▶ _Exercise goal_: Extract the lines below and repeat them exactly as they are, all of them.

▶ _Records contained in a dataset_:
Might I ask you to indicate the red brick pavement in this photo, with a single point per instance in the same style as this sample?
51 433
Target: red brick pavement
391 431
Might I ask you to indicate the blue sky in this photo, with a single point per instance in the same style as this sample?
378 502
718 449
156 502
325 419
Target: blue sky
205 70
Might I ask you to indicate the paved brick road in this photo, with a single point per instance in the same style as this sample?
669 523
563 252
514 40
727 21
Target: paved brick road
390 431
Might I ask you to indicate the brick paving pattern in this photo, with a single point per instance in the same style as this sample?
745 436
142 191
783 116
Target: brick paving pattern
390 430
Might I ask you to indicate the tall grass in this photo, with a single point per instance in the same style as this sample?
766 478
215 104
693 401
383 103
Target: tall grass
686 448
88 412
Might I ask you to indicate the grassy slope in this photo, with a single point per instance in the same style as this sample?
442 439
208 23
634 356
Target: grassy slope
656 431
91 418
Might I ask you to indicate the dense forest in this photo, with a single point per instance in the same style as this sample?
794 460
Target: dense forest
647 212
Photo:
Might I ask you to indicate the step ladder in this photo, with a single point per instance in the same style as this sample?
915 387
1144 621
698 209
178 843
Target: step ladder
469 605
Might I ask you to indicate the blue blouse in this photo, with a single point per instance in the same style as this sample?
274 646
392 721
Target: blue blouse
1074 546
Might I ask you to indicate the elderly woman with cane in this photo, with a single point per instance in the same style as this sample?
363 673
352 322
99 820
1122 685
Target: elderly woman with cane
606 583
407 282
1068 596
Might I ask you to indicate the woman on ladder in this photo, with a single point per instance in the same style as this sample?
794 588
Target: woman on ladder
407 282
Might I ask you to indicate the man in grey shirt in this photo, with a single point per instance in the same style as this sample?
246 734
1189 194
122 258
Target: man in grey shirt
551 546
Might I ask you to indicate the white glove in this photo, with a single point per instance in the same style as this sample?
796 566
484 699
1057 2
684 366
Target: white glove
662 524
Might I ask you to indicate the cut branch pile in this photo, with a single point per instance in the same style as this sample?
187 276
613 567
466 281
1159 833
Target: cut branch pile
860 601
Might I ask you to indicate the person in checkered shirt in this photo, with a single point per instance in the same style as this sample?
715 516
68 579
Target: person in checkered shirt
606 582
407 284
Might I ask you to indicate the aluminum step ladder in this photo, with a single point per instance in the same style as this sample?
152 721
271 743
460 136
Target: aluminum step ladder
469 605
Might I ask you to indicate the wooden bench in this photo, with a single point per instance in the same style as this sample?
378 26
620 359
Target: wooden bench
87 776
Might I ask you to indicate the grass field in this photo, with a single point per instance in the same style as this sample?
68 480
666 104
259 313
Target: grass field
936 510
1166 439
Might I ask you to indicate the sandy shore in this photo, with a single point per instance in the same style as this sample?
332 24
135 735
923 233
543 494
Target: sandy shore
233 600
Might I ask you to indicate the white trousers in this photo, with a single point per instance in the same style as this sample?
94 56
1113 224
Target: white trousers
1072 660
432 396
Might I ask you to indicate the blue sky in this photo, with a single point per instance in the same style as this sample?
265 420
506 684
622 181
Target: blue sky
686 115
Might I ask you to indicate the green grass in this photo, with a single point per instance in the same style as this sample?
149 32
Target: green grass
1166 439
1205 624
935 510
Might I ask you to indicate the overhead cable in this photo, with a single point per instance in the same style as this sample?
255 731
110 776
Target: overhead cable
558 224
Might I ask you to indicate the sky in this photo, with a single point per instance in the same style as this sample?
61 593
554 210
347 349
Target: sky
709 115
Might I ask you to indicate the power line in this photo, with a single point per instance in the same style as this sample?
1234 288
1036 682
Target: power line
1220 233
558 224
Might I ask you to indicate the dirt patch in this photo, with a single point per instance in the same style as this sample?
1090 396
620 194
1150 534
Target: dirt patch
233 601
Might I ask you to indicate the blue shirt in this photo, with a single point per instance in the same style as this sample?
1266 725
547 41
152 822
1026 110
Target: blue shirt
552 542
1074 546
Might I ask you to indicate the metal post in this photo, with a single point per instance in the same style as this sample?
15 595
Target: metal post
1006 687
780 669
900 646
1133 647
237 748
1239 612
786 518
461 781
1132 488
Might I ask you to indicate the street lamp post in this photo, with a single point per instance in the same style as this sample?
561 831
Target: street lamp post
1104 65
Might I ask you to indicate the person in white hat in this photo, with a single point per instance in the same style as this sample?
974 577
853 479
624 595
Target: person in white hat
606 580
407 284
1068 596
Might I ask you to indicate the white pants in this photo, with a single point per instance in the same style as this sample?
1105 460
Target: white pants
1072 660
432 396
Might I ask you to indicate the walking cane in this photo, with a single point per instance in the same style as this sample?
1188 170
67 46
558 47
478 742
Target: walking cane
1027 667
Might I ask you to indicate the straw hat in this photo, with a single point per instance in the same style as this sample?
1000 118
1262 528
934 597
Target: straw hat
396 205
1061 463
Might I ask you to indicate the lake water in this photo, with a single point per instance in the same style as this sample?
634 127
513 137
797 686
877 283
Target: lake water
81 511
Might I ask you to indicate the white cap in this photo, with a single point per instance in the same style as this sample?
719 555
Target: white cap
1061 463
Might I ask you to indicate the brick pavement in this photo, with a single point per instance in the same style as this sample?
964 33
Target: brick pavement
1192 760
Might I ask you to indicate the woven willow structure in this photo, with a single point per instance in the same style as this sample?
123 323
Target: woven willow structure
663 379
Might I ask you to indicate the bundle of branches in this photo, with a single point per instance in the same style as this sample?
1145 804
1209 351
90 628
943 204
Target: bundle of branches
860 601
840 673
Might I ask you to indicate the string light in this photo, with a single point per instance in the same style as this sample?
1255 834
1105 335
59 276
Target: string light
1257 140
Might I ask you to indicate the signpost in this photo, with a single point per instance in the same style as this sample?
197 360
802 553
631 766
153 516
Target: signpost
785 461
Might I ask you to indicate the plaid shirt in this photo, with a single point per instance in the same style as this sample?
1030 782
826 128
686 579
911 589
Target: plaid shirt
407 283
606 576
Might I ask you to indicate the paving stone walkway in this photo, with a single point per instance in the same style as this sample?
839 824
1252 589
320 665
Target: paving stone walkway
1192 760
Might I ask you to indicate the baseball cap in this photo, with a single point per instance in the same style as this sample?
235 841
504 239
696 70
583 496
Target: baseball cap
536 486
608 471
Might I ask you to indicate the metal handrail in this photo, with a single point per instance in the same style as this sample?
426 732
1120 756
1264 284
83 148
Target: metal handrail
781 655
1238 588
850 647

▶ _Result below_:
Might I ask you to indicate the red brick pavement in this photo, with a single point per instance in the same style as this sample?
51 433
Target: red brick pavement
391 431
Might I ask you to indicate the blue sky in this photo, with a single point per instance in the same style as this sample?
378 502
718 449
156 502
325 419
Target: blue sky
205 70
Might I ask you to indicate the paved brick road in this photo, with a single point per instance in the same style as this sample?
669 523
563 252
514 40
727 21
Target: paved brick road
390 431
Might I ask you to indicate the brick paving pattern in this photo, with a single point per instance in the same style as this sample?
745 436
142 191
783 116
Target: brick paving pattern
390 430
Might I ask you to indicate the tall grass in this photo, with a single point per instance in the same style as this sample?
766 478
215 104
693 401
383 103
Target: tall grass
686 448
88 412
Might I ask you to indicate the grassy slope in this photo, with a single point per instance in the same style as this sample?
442 439
208 23
634 356
Target: grassy slope
656 431
91 418
Might I ask you to indicate the dense forest in this photo, with a single point per instance in the same style as this sample?
794 460
Target: dense forest
647 212
Photo:
Might I ask you to indicate the step ladder in this photo, with a single point per instance in the same style as this sample?
915 387
1144 621
698 209
178 843
Target: step ladder
469 605
Might I ask you to indicate the blue blouse in this photo, with a single point per instance in the same style as this sample?
274 646
392 721
Target: blue blouse
1074 546
Might I ask you to indicate the elderly woman with cane in this photo, with a single point per instance in the same style as this sample?
363 673
352 322
99 820
1122 685
Target: elderly woman with cane
606 583
407 282
1068 596
Might I ask you to indicate the woman on ladder in this photo, with a single point per instance in the same style as this sample?
794 588
Target: woman on ladder
407 282
Might I ask you to indicate the man in grey shirt in this photo, with a single point per instance in the same style as this sample?
246 734
1189 194
122 258
Target: man in grey shirt
551 546
Might I ask you to indicate the white glove in this photo, with a single point per instance in the same style as this sample?
796 566
484 699
1057 2
684 366
Target: white glove
662 524
Might I ask you to indicate the cut branch pile in this photo, with a single point per instance in the same style as this sample?
187 276
613 567
466 281
1159 833
Target: cut branch pile
860 601
Might I ask you to indicate the person in checkered shirt in this photo, with a single point per instance in the same style as this sample?
715 516
68 579
Target: person in checkered shirt
606 582
407 284
Might I ask you to indicate the aluminum step ladder in this photo, with a single point per instance in the same style as this sample?
152 721
271 743
460 136
Target: aluminum step ladder
469 605
Might I ask you to indicate the wooden bench in this photo, with a single point per instance in the same style as this sample?
378 26
620 359
Target: wooden bench
87 776
Might I ask you to indicate the grass field in this photo, with a single point per instance in the same style as this sample?
68 480
666 104
259 313
Target: grass field
936 510
1166 439
Might I ask you to indicate the sandy shore in this photo, with a single point per instance in the same style as this sample?
332 24
135 735
923 233
543 494
Target: sandy shore
233 600
Might I ask you to indicate the white trousers in this photo, with a single point per instance in the same style as this sample?
94 56
1113 224
Target: white trousers
1072 660
432 396
Might I ask you to indicate the blue sky in this photo, with a single point per instance in the same style as this sample?
265 420
506 684
622 181
Target: blue sky
686 115
Might I ask you to indicate the green grass in this photo, with a single point per instance in the same style as this sample?
149 32
Target: green grass
1166 439
1205 624
935 510
Might I ask you to indicate the overhead cable in this photo, with a single point per instance in the same style as this sample?
255 731
110 776
Target: overhead cable
558 224
Might I ask you to indicate the sky in this photo, with a single point per instance in the same style as this sample?
61 593
554 210
347 349
Target: sky
709 115
Might I ask you to indicate the power line in this photo, with a single point per instance in the same style as this sample?
1234 288
1036 682
Target: power line
1220 233
558 224
Might I ask you to indicate the dirt patch in this photo, with a single point per instance in the same style as this sample?
1090 396
620 194
1150 534
Target: dirt patch
233 601
Might I ask you to indicate the blue shirt in this photo, with a single point per instance in the same style as this sample?
1266 725
547 41
152 822
1026 110
Target: blue shirt
552 542
1074 546
Might I ask you to indicate the metal post in this photo, with a single point per instance in the same style as this sample?
15 595
Target: metal post
1006 687
780 669
900 646
1133 647
237 748
1239 612
786 518
461 781
1132 488
Might I ask you to indicate the street lamp post in this photo, with a single point per instance in the same style as this sample?
561 831
Target: street lamp post
1104 65
Might I ask you to indicate the person in white hat in this photo, with a single point per instance in the same style as this sample?
974 577
853 479
624 595
Target: person in white hat
606 580
407 284
1068 596
Might I ask you to indicate the white pants in this photo, with a single point per instance in the same style as this sample?
1105 460
Target: white pants
1072 660
432 396
Might I ask you to indicate the walking cane in this photo, with a single point per instance in the same style as this sample?
1188 170
67 46
558 47
478 742
Target: walking cane
1027 667
Might I ask you to indicate the straw hat in this photo, with a single point per instance in the same style as this sample?
1000 118
1262 528
934 597
Target: straw hat
396 205
1061 463
Might I ask you to indicate the lake water in this photo, with a single point per instance in the same style as this sample?
634 127
513 137
797 686
877 283
Target: lake water
81 511
Might I ask you to indicate the white cap in this photo, with a single point per instance in the same style as this sample?
719 555
Target: white cap
1061 463
Might I ask you to indicate the brick pavement in this photo, with a single point per instance in the same style as this sample?
964 33
Target: brick pavement
1192 760
Might I ask you to indicate the woven willow structure in this photo, with a single point per instance in the same style as this sample?
123 323
Target: woven willow structure
663 379
Might I ask you to indicate the bundle of branches in this photo, with a single point per instance in the same style as this sample?
1145 804
1209 351
90 628
943 204
Target: bundle of branches
860 601
840 673
Might I ask you to indicate the string light in this photo, with a single point per instance in the same style as this sample?
1255 834
1105 335
59 276
Target: string light
1257 140
Might I ask you to indicate the signpost in this photo, with a single point per instance in the same style as this sample?
197 360
802 553
631 766
153 516
Target: signpost
785 461
Might I ask you to indicate the plaid shirt in this photo, with a single point per instance in the same style as this sample?
1030 782
826 128
686 579
911 589
Target: plaid shirt
407 283
606 576
Might I ask you to indicate the paving stone walkway in this photo, with a single point per instance in the same style as this sample?
839 824
1252 589
320 665
Target: paving stone walkway
1192 760
Might I ask you to indicate the baseball cap in this photo, with a single point per instance in the same style as this sample?
235 841
504 239
696 70
583 496
Target: baseball cap
536 486
608 471
Might I ask you to indicate the metal handrail in this photo, with a single point per instance in the same style as this sample?
426 732
1120 756
1264 284
83 148
Target: metal handrail
781 655
1238 588
850 647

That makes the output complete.